* start Data for this exercise *
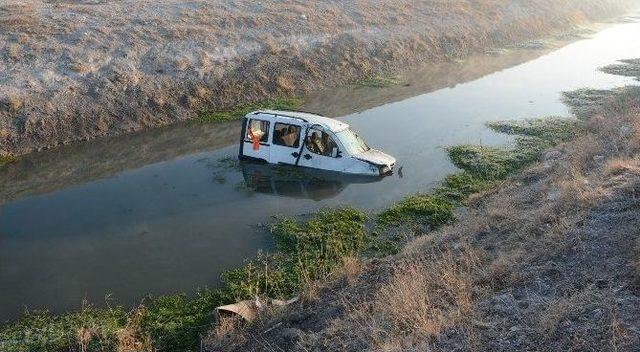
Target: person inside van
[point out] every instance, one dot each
(315, 144)
(291, 137)
(328, 144)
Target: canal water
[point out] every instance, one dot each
(168, 210)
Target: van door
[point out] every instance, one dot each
(318, 151)
(256, 143)
(285, 142)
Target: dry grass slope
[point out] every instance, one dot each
(74, 69)
(548, 260)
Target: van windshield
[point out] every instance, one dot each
(352, 142)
* end Data for this exercise *
**Written instruction**
Repeat each line of the records above exactly, but do not copy the pictures.

**Exercise answer**
Target: person inside van
[point out] every instance, one dot each
(315, 144)
(291, 137)
(328, 144)
Target: canal water
[point out] every instance, one dot each
(168, 210)
Target: van door
[point out] every instance, one dot each
(318, 151)
(256, 143)
(285, 142)
Target: dry grass slope
[point out] every instance, one dot each
(74, 69)
(548, 260)
Target: van windshield
[point out] every instance, one dot each
(352, 142)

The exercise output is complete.